### Actions to take
a – In the PyBroMo notebook below, name every function defined with the keyword "def".
b – Extract everything in the PyBroMo notebook below from "print('PyBroMo version:', pbm.__version__)" down to "and acceptor channel.", copied word for word.

### Text block
__________________________________________________

# [PyBroMo](http://tritemio.github.io/PyBroMo/) - 2.3 Generate smFRET data - Mixture

<small>
*This notebook is part of [PyBroMo](http://tritemio.github.io/PyBroMo/) a 
python-based single-molecule Brownian motion diffusion simulator 
for confocal [smFRET](http://en.wikipedia.org/wiki/Single-molecule_FRET)
experiments. You can find the full list of notebooks [here](http://nbviewer.ipython.org/github/tritemio/PyBroMo/tree/master/notebooks/).*
</small>

## *Overview*

*In this notebook we show how to generated smFRET data files from raw timestamps*.

##Loading the software

Import all the relevant libraries:

In [None]:
%matplotlib inline
from pathlib import Path
import numpy as np
import tables
import matplotlib.pyplot as plt
import seaborn as sns
import pybromo as pbm
print('Numpy version:', np.__version__)
print('PyTables version:', tables.__version__)
print('PyBroMo version:', pbm.__version__)

# Create smFRET data-files

## Create a file for a single FRET efficiency

In this section we show how to save a single smFRET data file. In the next section we will perform the same steps in a loop to generate a sequence of smFRET data files.

### Step 1: Create a the timestamp array

The start by loading the timestamps for donor and acceptor channel. 
The FRET efficiency is determined by the **max emission rate ratio (*k*)**. We also need to choose the background rate.

As a memo, let's write some formulas related to the FRET efficiency:

$$ k = \frac{F_a}{F_d} \quad,\qquad E = \frac{k}{k+1}  \qquad\Rightarrow\qquad k = \frac{E}{1-E}$$

In [None]:
S = pbm.ParticlesSimulation.from_datafile('0168', mode='w')

In [None]:
#S = pbm.ParticlesSimulation.from_datafile('0168')

## Simulate timestamps

In [None]:
def em_rates_DA_from_E(em_rate_tot, E_values):
    E_values = np.asarray(E_values)
    em_rates_a = E_values * em_rate_tot
    em_rates_d = em_rate_tot - em_rates_a
    return em_rates_d, em_rates_a

def em_rates_from_E(em_rate_tot, E_values):
    em_rates_d, em_rates_a = em_rates_DA_from_E(em_rate_tot, E_values)
    return np.unique(np.hstack([em_rates_d, em_rates_a]))

def em_rates_DA_from_E_mix(em_rate_tot1, em_rate_tot2, E_values1, E_values2):
    em_rates_d1, em_rates_a1 = em_rates_DA_from_E(em_rate_tot1, E_values1)
    em_rates_d2, em_rates_a2 = em_rates_DA_from_E(em_rate_tot2, E_values2)
    return em_rates_d1, em_rates_a1, em_rates_d2, em_rates_a2

In [None]:
em_rates_DA_from_E_mix(200e3, 150e3, 0.55, 0.8)

__________________________________________________

### Listed records
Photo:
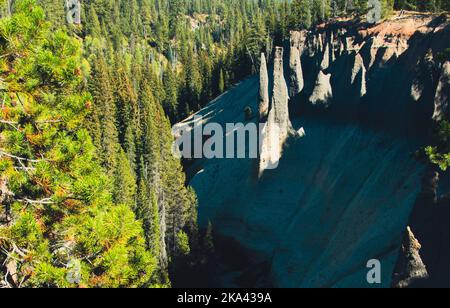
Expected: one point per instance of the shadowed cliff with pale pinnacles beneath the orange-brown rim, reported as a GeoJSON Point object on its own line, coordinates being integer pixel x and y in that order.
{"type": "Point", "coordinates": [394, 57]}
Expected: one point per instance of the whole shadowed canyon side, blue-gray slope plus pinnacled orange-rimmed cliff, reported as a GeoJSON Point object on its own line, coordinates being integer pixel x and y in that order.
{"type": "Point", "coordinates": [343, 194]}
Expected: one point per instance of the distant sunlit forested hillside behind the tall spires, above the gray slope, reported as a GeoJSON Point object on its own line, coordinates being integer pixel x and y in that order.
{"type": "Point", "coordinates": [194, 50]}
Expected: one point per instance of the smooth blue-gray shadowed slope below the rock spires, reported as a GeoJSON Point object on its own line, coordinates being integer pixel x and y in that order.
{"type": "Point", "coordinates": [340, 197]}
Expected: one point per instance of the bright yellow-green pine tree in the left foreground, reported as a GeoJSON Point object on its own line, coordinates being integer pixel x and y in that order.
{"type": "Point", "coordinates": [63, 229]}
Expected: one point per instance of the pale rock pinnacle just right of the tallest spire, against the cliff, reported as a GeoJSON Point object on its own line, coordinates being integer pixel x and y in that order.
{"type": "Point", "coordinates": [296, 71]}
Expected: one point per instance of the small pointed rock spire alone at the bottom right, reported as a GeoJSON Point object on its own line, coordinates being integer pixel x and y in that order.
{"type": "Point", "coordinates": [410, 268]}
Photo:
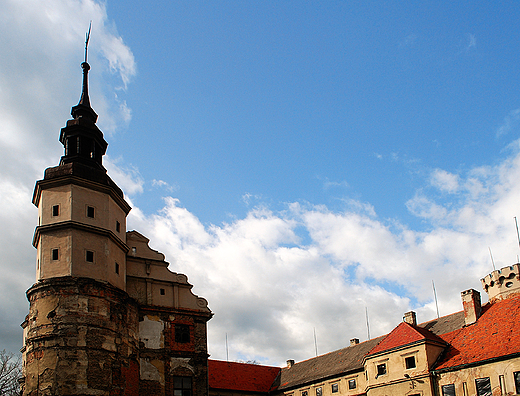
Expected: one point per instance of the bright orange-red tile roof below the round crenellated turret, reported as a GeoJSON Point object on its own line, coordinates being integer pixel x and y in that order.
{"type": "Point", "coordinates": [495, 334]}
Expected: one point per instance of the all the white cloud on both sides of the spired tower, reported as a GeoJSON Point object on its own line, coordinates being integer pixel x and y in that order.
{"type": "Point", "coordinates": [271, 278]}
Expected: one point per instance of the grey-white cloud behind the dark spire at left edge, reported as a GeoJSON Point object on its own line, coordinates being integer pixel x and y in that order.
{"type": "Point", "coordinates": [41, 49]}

__________________________________________________

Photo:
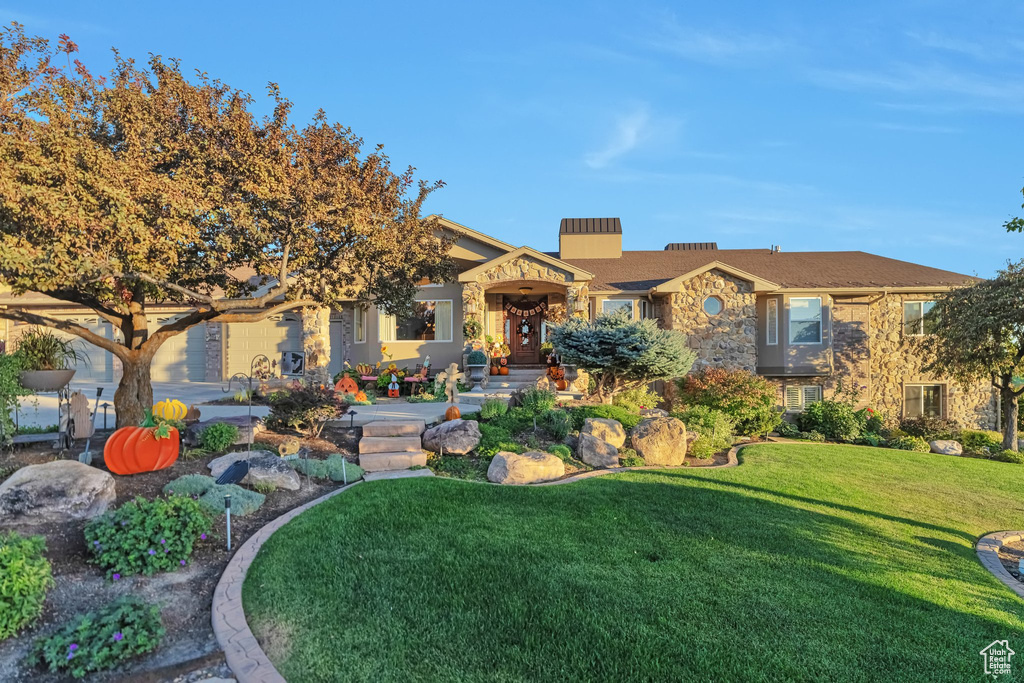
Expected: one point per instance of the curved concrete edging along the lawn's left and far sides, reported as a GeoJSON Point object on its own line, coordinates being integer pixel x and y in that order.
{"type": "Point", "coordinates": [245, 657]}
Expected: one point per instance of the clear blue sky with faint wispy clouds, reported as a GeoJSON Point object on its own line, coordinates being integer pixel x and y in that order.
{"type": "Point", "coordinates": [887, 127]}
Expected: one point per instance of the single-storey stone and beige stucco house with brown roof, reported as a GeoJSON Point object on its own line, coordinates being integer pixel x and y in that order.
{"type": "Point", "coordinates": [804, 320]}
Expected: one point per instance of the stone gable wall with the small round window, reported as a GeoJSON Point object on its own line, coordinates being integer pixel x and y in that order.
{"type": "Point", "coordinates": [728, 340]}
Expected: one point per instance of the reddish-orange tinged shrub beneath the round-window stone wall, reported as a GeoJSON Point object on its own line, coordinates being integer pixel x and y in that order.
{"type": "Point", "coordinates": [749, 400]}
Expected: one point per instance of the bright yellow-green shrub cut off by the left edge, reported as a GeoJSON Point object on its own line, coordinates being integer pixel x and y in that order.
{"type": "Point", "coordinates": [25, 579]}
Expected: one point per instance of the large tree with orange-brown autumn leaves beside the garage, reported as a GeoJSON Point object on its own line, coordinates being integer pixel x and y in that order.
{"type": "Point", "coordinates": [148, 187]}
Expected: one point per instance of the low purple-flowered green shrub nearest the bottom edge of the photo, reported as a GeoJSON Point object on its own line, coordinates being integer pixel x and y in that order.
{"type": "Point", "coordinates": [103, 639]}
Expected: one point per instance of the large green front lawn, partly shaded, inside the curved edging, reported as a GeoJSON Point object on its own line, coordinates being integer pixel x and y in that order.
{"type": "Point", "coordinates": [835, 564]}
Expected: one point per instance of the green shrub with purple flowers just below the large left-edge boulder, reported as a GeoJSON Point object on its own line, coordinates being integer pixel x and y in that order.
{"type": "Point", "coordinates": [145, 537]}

__________________________________________________

### Numbered responses
a – em_rates_DA_from_E, em_rates_from_E, em_rates_DA_from_E_mix

b –
print('PyBroMo version:', pbm.__version__)

# Create smFRET data-files

## Create a file for a single FRET efficiency

In this section we show how to save a single smFRET data file. In the next section we will perform the same steps in a loop to generate a sequence of smFRET data files.

### Step 1: Create a the timestamp array

The start by loading the timestamps for donor and acceptor channel.